== EXTRACTED TEXT ==

··········

After one detective's failure, here's how CMPD is trying to solve teen girl's death
Charlotte-Mecklenburg police officers are working with renewed energy to solve a 2017 homicide case after the first detective assigned to investigate failed the victim and her family, CMPD Lt. Susan Manassah said Thursday.
The body of Shania Hammonds, an 18-year-old senior at Mallard Creek High School, was found behind an east Charlotte house in February 2017.
A year later, Manassah discovered then-Detective Corey Berman's lack of progress on the case. He was transferred and later resigned, she said.
Shania's mother, Frenetta Hammonds, said she often called Berman and couldn't get him to call her back.
"I felt like he had something, but he just didn't have enough," she said.
Manassah was promoted to lead CMPD's Violent Crime Unit, which includes homicides investigations, in February. When she asked Berman about Shania's case during a routine meeting on Feb. 20, she said she was immediately dissatisfied with his answers.
"(The case) was being worked, but I wanted it worked harder and I wanted it worked faster," she said. "And I knew that that person wasn't equipped to do that."
Manassah said moving detectives off cases is not common, but it does happen, and it's often because of a language barrier or personality conflict.

··········

== RECORDS SUPPLIED ==
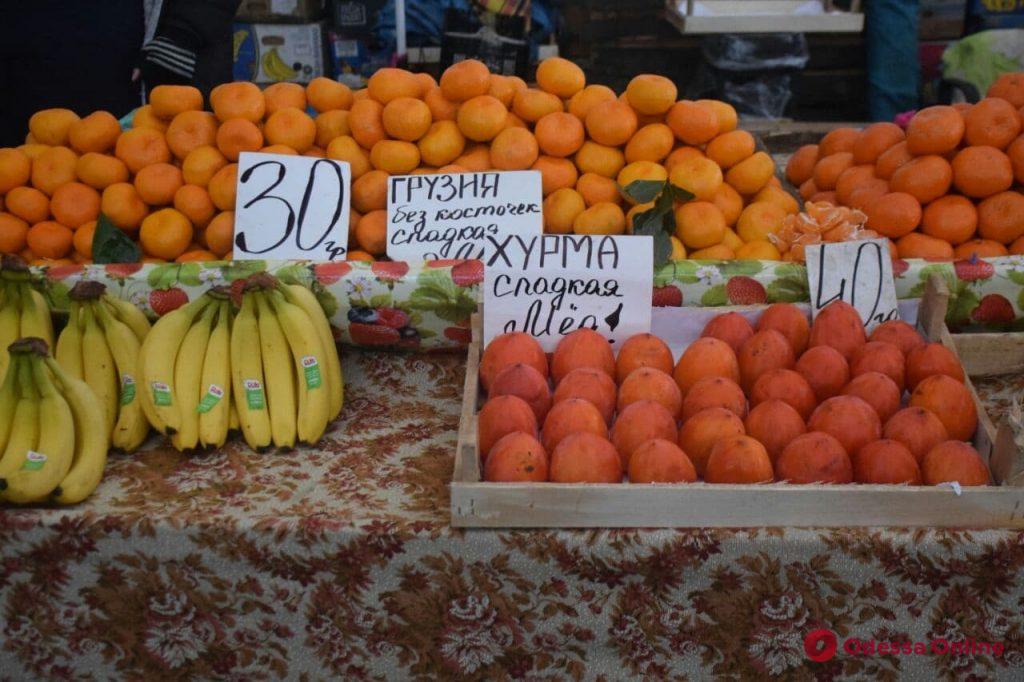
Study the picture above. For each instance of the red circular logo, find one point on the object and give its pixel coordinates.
(819, 645)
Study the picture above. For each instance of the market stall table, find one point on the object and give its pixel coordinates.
(339, 562)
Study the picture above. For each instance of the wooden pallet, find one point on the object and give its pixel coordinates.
(479, 504)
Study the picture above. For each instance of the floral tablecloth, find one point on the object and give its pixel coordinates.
(340, 563)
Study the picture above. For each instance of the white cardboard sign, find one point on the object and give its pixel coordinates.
(552, 285)
(450, 215)
(858, 272)
(291, 208)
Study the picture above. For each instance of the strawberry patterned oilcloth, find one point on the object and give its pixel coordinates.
(339, 562)
(427, 305)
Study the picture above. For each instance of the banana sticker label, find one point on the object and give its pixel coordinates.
(254, 393)
(34, 461)
(213, 395)
(311, 370)
(127, 389)
(161, 394)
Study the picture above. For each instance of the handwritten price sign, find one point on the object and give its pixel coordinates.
(553, 285)
(858, 272)
(291, 208)
(452, 216)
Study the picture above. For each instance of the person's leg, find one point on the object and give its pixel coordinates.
(893, 71)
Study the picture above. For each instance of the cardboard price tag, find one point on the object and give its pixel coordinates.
(450, 216)
(291, 208)
(553, 285)
(858, 272)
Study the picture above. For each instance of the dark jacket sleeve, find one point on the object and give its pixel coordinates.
(197, 24)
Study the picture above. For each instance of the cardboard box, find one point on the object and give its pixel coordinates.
(274, 52)
(356, 17)
(355, 58)
(985, 14)
(280, 10)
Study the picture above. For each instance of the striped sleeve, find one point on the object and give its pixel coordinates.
(171, 56)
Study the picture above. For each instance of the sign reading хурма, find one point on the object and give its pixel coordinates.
(552, 285)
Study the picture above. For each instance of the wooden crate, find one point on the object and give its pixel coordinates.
(479, 504)
(761, 16)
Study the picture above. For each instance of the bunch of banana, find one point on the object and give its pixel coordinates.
(52, 437)
(100, 345)
(270, 370)
(24, 311)
(183, 365)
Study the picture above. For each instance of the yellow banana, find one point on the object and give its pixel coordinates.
(306, 300)
(214, 406)
(69, 349)
(157, 357)
(9, 393)
(279, 373)
(247, 377)
(187, 374)
(131, 426)
(36, 321)
(45, 467)
(97, 365)
(129, 314)
(307, 352)
(275, 68)
(91, 441)
(10, 325)
(25, 427)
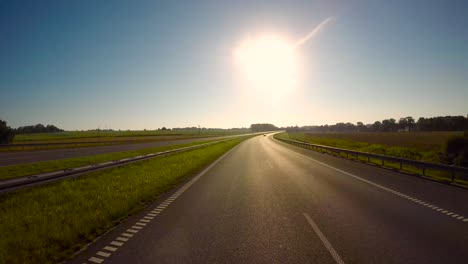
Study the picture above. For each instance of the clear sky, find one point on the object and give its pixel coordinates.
(147, 64)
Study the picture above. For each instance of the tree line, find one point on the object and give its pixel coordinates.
(7, 134)
(440, 123)
(39, 128)
(263, 127)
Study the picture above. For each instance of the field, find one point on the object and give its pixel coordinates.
(20, 170)
(40, 224)
(424, 146)
(86, 136)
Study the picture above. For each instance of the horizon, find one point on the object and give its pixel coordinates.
(147, 65)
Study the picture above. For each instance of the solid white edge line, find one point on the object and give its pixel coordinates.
(366, 181)
(325, 241)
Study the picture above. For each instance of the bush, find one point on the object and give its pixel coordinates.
(456, 151)
(6, 133)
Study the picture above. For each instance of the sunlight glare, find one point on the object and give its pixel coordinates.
(267, 63)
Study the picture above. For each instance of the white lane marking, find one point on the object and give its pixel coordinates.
(149, 216)
(96, 260)
(115, 243)
(108, 248)
(271, 166)
(374, 184)
(126, 235)
(103, 254)
(325, 241)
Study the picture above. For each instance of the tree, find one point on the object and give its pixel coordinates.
(361, 127)
(6, 133)
(262, 127)
(377, 126)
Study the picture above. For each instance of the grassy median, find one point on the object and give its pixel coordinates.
(47, 224)
(14, 171)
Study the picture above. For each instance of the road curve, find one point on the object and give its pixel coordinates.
(268, 202)
(23, 157)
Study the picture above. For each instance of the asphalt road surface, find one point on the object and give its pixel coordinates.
(268, 202)
(22, 157)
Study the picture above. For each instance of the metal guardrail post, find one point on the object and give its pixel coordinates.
(452, 170)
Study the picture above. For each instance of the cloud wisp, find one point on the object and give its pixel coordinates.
(313, 33)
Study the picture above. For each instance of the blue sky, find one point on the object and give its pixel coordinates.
(148, 64)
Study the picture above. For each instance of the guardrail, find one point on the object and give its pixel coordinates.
(103, 142)
(12, 184)
(65, 143)
(453, 170)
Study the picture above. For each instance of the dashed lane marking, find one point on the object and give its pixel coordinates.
(140, 224)
(325, 241)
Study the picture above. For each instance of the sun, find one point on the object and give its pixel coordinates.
(267, 63)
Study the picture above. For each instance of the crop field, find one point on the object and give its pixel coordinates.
(20, 170)
(424, 146)
(39, 225)
(117, 135)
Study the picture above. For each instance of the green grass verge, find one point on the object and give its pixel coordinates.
(47, 224)
(379, 143)
(54, 165)
(379, 149)
(118, 135)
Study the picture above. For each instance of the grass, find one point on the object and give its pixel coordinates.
(424, 146)
(20, 170)
(47, 224)
(115, 135)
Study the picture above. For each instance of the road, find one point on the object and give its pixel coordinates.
(268, 202)
(23, 157)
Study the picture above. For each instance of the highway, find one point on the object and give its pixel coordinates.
(269, 202)
(23, 157)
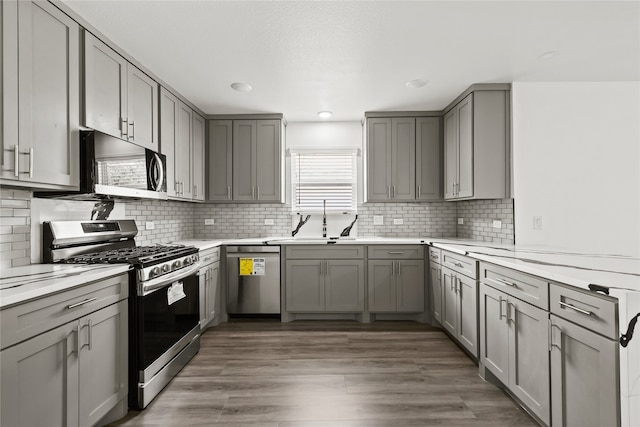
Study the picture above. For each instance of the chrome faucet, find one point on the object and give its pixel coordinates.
(300, 224)
(324, 218)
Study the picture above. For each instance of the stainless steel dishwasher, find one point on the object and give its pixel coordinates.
(253, 280)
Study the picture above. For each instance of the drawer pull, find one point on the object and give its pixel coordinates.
(573, 307)
(78, 304)
(506, 282)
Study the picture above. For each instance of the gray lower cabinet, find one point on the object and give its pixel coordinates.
(72, 375)
(514, 347)
(435, 281)
(476, 145)
(584, 376)
(460, 309)
(40, 110)
(396, 286)
(318, 286)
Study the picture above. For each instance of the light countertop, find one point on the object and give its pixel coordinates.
(21, 284)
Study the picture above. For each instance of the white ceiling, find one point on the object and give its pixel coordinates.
(354, 56)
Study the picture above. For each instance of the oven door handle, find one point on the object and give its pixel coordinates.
(145, 288)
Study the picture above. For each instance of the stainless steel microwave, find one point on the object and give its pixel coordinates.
(111, 168)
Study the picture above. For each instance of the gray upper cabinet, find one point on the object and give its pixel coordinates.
(245, 160)
(40, 96)
(477, 145)
(220, 159)
(120, 100)
(198, 157)
(428, 158)
(168, 135)
(391, 161)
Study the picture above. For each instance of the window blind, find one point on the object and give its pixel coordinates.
(318, 176)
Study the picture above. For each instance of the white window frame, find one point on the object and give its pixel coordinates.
(295, 209)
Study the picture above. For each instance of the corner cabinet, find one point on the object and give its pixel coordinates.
(324, 280)
(40, 96)
(182, 133)
(119, 99)
(246, 160)
(396, 279)
(65, 357)
(477, 145)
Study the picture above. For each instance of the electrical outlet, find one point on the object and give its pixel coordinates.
(537, 223)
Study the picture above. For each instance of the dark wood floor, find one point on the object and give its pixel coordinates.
(329, 374)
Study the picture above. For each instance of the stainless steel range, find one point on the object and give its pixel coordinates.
(164, 314)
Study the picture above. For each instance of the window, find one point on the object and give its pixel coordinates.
(318, 175)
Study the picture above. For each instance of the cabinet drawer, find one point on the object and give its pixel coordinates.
(396, 252)
(460, 264)
(324, 252)
(435, 255)
(27, 320)
(592, 311)
(531, 289)
(209, 255)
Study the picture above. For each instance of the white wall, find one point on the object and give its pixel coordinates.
(576, 164)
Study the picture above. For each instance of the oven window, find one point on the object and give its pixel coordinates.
(164, 324)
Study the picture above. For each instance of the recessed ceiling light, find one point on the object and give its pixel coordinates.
(241, 87)
(548, 55)
(417, 83)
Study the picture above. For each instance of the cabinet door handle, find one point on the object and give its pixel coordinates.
(78, 304)
(573, 307)
(551, 343)
(90, 324)
(506, 282)
(16, 159)
(31, 163)
(501, 301)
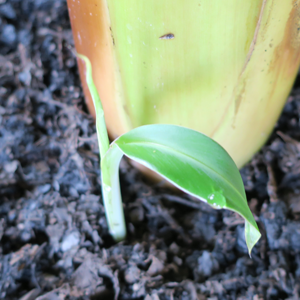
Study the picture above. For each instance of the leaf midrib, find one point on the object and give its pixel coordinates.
(191, 157)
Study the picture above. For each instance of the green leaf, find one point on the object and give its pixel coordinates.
(195, 164)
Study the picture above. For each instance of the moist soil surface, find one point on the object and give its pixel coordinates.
(54, 237)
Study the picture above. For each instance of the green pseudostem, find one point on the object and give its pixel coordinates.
(190, 160)
(109, 177)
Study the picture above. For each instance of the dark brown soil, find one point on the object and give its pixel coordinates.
(53, 233)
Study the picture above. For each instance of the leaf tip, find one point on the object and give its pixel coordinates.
(252, 236)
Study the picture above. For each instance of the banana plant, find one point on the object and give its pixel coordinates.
(223, 68)
(191, 161)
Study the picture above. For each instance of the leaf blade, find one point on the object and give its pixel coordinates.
(194, 163)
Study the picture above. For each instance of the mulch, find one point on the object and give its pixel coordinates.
(54, 241)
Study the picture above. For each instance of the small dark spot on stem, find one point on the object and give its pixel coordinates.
(168, 36)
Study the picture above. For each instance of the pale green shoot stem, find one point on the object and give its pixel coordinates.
(102, 135)
(109, 166)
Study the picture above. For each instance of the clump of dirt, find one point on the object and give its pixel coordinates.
(54, 241)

··········

== EXERCISES ==
1. According to the article on the Shania Hammonds case, what school did Shania attend?
2. In the article on the Shania Hammonds case, shorten the paragraph beginning "Manassah was promoted to lead CMPD's Violent Crime Unit" while keeping its main facts.
3. Pick up the article on the Shania Hammonds case after its last sentence and continue it.
The listing has no connection to the article on the Shania Hammonds case.

== EXERCISE RESPONSES ==
1. She was a senior at Mallard Creek High School.

2. In February, Manassah became head of CMPD's Violent Crime Unit, which covers homicide investigations. At a routine meeting on Feb. 20, she asked Berman about Shania's case and found his answers unsatisfactory right away.

3.
Investigators still have the names of people who might know something about the case, Manassah said, and the new detectives assigned to the case are interviewing them again. They have some theories about how she died, Manassah said, although the medical examiner initially said the cause and manner of her death were undetermined.
Shania was a senior in high school who wanted to join the military and go to veterinary school, her mother said. She was funny, outgoing and helpful, her mother said, especially when she took care of her two brothers.
Nearly eighteen months after her daughter's death, Frenetta Hammonds sounded hopeful about the investigation on Wednesday.
"It's gonna come out," she said. "I think these guys are going to get it out."
Anyone with information about Shania Hammonds should call Crime Stoppers at 704-334-1600. A $10,000 reward is available for relevant information, police said.